# [Work required]
Find how many lines in the data below mention "woman". Give the number only.

# [Records provided]

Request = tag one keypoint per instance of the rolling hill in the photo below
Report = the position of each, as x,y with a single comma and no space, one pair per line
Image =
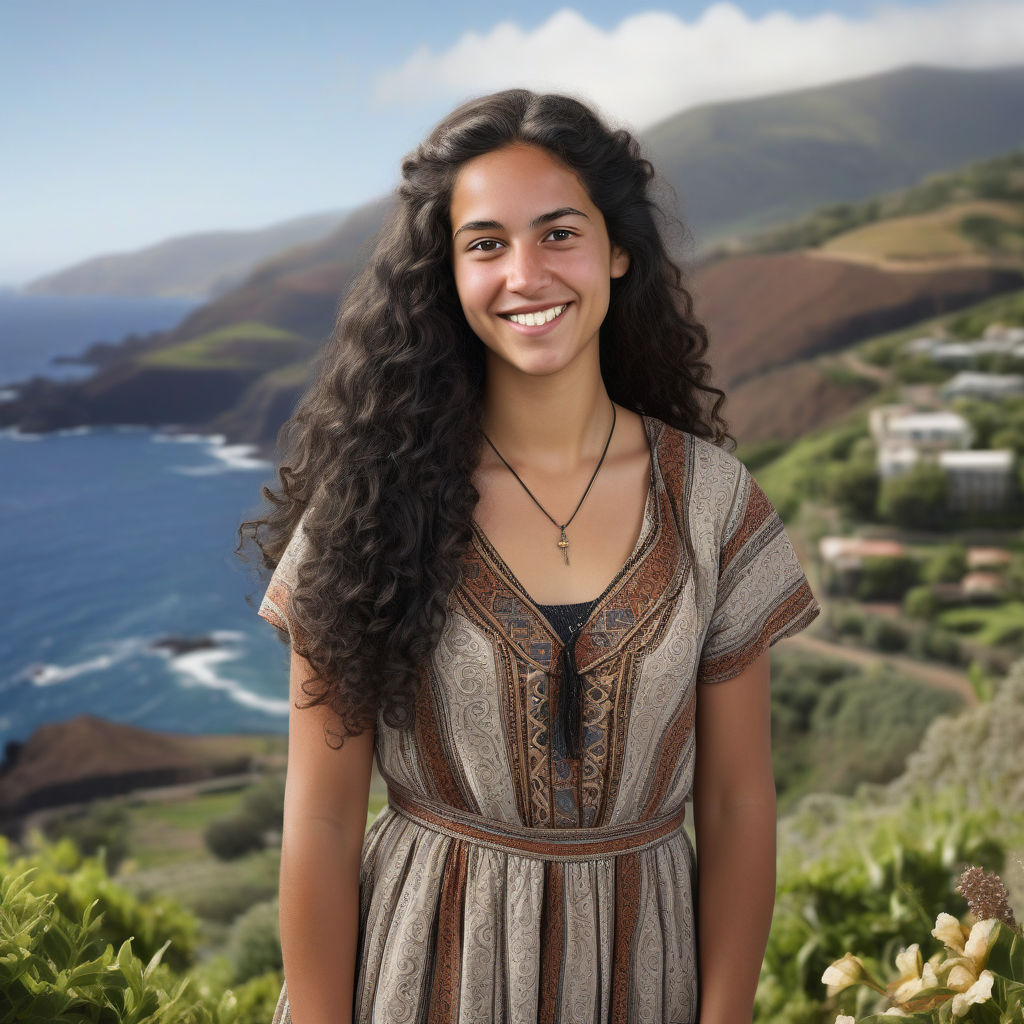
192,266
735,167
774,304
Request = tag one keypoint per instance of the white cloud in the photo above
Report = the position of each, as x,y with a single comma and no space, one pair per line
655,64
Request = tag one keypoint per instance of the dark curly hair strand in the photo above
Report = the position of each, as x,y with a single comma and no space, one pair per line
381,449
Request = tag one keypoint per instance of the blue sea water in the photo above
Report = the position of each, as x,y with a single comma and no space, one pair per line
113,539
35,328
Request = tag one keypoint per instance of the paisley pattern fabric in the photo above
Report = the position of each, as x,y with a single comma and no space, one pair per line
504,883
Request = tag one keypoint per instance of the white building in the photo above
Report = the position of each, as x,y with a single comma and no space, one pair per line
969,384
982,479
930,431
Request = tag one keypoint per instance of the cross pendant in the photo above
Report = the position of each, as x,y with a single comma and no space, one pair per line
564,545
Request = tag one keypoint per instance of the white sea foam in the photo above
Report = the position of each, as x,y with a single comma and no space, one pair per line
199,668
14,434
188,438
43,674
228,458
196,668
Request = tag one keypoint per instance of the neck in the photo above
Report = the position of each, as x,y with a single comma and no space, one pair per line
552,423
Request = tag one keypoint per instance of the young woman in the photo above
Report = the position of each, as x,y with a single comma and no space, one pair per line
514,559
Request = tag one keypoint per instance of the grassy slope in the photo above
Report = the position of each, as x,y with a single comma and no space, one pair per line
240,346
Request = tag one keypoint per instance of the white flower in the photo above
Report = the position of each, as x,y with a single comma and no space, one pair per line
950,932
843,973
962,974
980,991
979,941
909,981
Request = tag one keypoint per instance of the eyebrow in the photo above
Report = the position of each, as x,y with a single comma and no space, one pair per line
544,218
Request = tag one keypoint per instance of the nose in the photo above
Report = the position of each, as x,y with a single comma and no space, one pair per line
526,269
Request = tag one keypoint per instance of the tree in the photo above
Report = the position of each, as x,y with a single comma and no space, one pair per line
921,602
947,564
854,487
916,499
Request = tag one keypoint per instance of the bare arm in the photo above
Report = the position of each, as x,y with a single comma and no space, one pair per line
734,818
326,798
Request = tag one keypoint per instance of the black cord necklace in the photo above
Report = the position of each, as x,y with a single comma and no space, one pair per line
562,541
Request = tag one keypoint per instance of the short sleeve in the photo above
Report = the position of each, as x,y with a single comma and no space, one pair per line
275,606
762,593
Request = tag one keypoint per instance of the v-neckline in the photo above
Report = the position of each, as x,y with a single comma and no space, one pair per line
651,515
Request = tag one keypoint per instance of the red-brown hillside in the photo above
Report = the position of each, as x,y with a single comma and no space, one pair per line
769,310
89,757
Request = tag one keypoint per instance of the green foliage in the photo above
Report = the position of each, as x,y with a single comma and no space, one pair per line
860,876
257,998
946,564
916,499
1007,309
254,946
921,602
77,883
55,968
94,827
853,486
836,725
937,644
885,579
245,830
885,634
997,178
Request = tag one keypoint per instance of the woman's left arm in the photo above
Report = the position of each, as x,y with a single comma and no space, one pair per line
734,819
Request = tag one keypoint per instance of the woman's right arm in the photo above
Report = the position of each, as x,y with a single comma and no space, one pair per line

# [Response to the exercise]
3